◆ **Yapılacaklar**:
• A. Verilen metinde adı geçen bütün kuruluşları, yani dergiyi, yapım şirketini ve televizyon kanalını, adlarıyla sırala.
• B. Satırlar arasında "fingers" sözcüğünü içeren her satırı göster. Büyük ve küçük harf ayrımına dikkat et.

◆ **Verilen Metin**:
REYTİNG TAM BİR TUZAKTIR ŞEYTANIN TUZAĞI GİBİ!
Televizyonun dahi çocuğu Acun Ilıcalı'dan televizyonculuk üzerine çok özel bir röportaj.
Ömür Şahin Keyif, MediaCat Kasım sayısının Content Marketing
başlıklı kapak konusu dahilinde Acun Ilıcalı’yla özel bir röportaj
yaptı..
İşte o röportaj;
Attığınız adım gündem oluyor. Her yaptığınız program
başarılı oluyor. Sizi ‘bugün’ vazgeçilmez kılan
nedir?
Biz Acun medya olarak her programla bir numara olduk. Son
altı yılda Türk televizyonunda belli bir istikrar ve başarı
yakaladık. Ve çalıştığımız kanallara elimizden geldiğince katkıda
bulunmaya çalıştık. Aslında kanallar futbol ligi gibidir. Her kanal
şampiyonluğu; en çok seyredilmeyi hedefler.
Haftada bir programla başlayan televizyon maceramız, haftada üçe
sonra da dörde çıkınca kanalın başarısına belli bir etkimiz oldu.
Bu etki de birinciliği hedefleyen kanallar için bir tercih sebebi
oldu. Ben şöyle bir felsefe benimsedim kendime, duygularla
şekillenen bir felsefe oldu bu: bütün projelerimi hep Show TV’de
yaptım zamanında, başka bir kanala iş yapmadım. Formda olan bir
futbolcu gibi başka kanalların ilgisini çektik diye
düşünüyorum.
Acun Medya planlanmış bir proje mi yoksa klasik ‘tesadüfler
birbirini kovaladı’ hikâyesi mi?
İki taraftan bakmak
lazım. Birincisi planlı, ikincisi plansız olmak. Planlı olma durumu
şu: Projelerin uzun sürmesi için ‘bu projeyi bir daha
kullanırız, daha da başarılı oluruz daha da yararlanırız’
düşüncesiyle projeyi tüketmemek. ‘Ben çok reyting alıyorum aman ne
iyi’ deyip projeyi uzatmamak, tadında bırakıp sezonu bitirmek.
Başarımızdaki önemli etkenlerden biri reytinglerin tuzağına
düşmeyip, en yüksek reytingi de alsak belirlediğimiz tarihte
projemizde final yapmamız. Bu normalde çok az yapımcının aldığı bir
risktir. Reyting zaten aslanın ağzında. 12-13 reyting giderken bir
programa final yapıyorum diyecek yerde iki, üç ay daha
sürdürecekken, biz risk alıp onu bitirip yeni projeye başladık
bundan önceki yıllarda. Bunun geri dönüşünü de çok aldık.

◆ **İşlenecek Veriler**:
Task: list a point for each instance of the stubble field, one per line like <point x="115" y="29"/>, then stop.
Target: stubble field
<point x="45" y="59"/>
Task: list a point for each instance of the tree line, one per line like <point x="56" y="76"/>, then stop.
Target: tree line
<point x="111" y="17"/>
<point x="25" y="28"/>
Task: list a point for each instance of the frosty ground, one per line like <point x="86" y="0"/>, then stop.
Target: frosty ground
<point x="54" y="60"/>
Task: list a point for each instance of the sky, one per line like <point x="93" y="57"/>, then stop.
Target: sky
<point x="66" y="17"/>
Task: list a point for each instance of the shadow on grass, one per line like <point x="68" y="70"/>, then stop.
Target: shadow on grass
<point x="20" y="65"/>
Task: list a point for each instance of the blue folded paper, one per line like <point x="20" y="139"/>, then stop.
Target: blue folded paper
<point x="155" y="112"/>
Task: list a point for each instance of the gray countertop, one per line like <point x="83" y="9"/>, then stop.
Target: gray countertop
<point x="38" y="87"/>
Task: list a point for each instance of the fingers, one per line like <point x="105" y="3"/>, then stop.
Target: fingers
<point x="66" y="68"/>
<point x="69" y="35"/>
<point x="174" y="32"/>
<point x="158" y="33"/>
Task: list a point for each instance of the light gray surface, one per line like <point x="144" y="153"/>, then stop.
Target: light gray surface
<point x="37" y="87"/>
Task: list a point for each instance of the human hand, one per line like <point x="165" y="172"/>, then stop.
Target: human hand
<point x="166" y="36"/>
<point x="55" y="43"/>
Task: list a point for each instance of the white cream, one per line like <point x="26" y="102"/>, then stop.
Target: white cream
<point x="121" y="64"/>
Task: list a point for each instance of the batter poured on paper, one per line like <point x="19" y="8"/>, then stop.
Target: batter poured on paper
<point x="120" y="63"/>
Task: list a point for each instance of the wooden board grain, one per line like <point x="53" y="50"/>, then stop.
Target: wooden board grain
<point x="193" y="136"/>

◆ **Görev Çözümleri**:
• A.
MediaCat
Acun Medya
Show TV

• B.
Task: list a point for each instance of the fingers, one per line like <point x="105" y="3"/>, then stop.
Target: fingers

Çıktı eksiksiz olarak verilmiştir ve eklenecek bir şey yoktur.